Il settore pubblico è fortemente impattato dall’adozione dell’Intelligenza Artificiale. Dei circa 3,2 milioni di dipendenti pubblici il 57% è “altamente esposto” alla IA, pari pressappoco a 1,8 milioni di lavoratori. Al contrario, il 28% è “moderatamente impattato” e il solo 15% subisce un’influenza “minima o nulla”. Tra coloro che sono altamente esposti, una significativa maggioranza beneficerà di un’integrazione dell’IA nella propria attività lavorativa, evidenziando una profonda sinergia tra competenze umane e capacità offerte dall’IA. Questi sono alcuni dei risultati della ricerca “L’impatto dell’intelligenza artificiale sul pubblico impiego” presentata da FPA (società di servizi e consulenza specializzata in formazione e accompagnamento al cambiamento organizzativo e tecnologico delle pubbliche amministrazioni) al FORUM PA 2024, l’evento annuale di confronto tra i soggetti pubblici e privati dell’innovazione.
Integrazione o sostituzione
Questa indagine evidenzia come l’avvento dell’Intelligenza Artificiale rappresenti una vera e propria rivoluzione per la Pubblica Amministrazione. Il 57% dei 3,2 milioni di dipendenti pubblici italiani sarà interessato da una forte interazione tra le mansioni svolte e quelle che gli algoritmi sono in grado di svolgere. Questa interazione potrà tradursi in un arricchimento delle attività grazie all’apporto dell’IA, oppure in una sostituzione dei lavoratori. Si tratta di ben 1,8 milioni di persone, in particolare dirigenti, ruoli direttivi, tecnici, ricercatori, insegnanti, legali, architetti, ingegneri, professionisti sanitari e assistenti amministrativi. Ovviamente, questo non è scontato né automatico: è necessario che le soluzioni degli algoritmi vengano utilizzati con consapevolezza e competenza. Invece, il 12% dei dipendenti altamente esposti ha una scarsa sinergia con la IA, mostrando un rischio concreto di essere sostituito. Il restante 8% (circa 154 mila) è in una zona ambigua tra potenziali sinergie e rischi di sostituzione.
===
→ **Compito assegnato 1**
Elenca i tre livelli di esposizione all'IA dei dipendenti pubblici indicati nel testo sull'impatto dell'IA nel pubblico impiego, ciascuno con la relativa percentuale.
→ **Compito assegnato 2**
Prosegui il testo sull'impatto dell'IA nel pubblico impiego a partire dalla sua ultima frase.

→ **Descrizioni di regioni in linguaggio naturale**
===
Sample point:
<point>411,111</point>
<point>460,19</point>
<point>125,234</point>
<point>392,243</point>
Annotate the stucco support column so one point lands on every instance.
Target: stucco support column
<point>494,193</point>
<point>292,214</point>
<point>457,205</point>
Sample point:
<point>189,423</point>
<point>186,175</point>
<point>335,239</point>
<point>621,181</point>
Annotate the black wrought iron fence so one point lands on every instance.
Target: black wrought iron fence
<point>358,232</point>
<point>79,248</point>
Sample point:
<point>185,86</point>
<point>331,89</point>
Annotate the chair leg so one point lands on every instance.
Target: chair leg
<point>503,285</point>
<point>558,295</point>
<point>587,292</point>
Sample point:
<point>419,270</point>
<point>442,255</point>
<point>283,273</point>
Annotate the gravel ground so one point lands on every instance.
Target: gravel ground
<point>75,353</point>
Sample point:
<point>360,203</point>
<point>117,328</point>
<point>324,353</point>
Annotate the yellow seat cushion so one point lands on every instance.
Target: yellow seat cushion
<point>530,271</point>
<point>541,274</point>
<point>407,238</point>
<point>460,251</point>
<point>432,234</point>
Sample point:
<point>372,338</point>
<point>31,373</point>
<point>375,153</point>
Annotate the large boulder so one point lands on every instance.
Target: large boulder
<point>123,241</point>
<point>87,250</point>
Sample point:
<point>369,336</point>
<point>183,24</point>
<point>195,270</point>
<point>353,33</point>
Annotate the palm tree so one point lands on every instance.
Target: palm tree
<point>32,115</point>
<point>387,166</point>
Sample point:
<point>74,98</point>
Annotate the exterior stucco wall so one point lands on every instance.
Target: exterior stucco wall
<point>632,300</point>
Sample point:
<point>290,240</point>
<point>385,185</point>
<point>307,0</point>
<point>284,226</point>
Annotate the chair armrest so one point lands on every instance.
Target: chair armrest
===
→ **Spazio risposta 1**
- Altamente esposto: 57%
- Moderatamente impattato: 28%
- Influenza minima o nulla: 15%

→ **Spazio risposta 2**
L’impatto nei settori
Tra i lavoratori pubblici altamente esposti, gran parte (l’80%) potrebbe integrare l’Intelligenza Artificiale nel suo lavoro, ottenendo notevoli miglioramenti: circa 1,5 milioni di lavoratori con ruoli di leadership e gestione come dirigenti scolastici, responsabili strategici e leader di progetti innovativi, esperti tecnici e professionisti, prefetti, magistrati e direttori generali, infatti, possono operare in modo complementare con le nuove tecnologie, se adeguatamente formati e con un’organizzazione abilitante. Ma c’è, come anzidetto, un 12% a rischio di sostituzione: sono vulnerabili ben 218mila dipendenti pubblici appartenenti alle professioni meno specializzate, caratterizzate da compiti ripetitivi e prevedibili che potrebbero essere facilmente svolti dall’Intelligenza Artificiale.
Le tre ondate
“L’intelligenza artificiale sta tracciando i confini di un nuovo modo di concepire il lavoro pubblico – afferma Gianni Dominici, amministratore delegato di FPA. L’impatto nella PA sarà forte sia in termini qualitativi che numerici ed è destinato via via ad intensificarsi con i progressi delle soluzioni IA. Le professioni ad alta specializzazione come i ruoli direttivi, i dirigenti e i professionisti hanno un forte potenziale di collaborazione, mentre quelle poco specializzate e routinarie sono vulnerabili alla sostituzione, suggerendo la necessità di una riconsiderazione dei ruoli e di una riqualificazione per mitigare gli effetti. La rivoluzione dell’IA rappresenta la ‘terza ondata’ di trasformazione per il settore pubblico degli ultimi 15 anni, dopo la spending review e la pandemia”. La prima ondata, “adottata dal 2007, che ha comportato una diminuzione dei dipendenti pubblici e un calo di investimenti in formazione”. La seconda, quella della pandemia, “che ha prodotto un’accelerazione dei processi di innovazione e digitalizzazione per garantire la continuità e l’accessibilità dei servizi pubblici, promuovendo un’inedita flessibilità lavorativa” evidenzia FPA.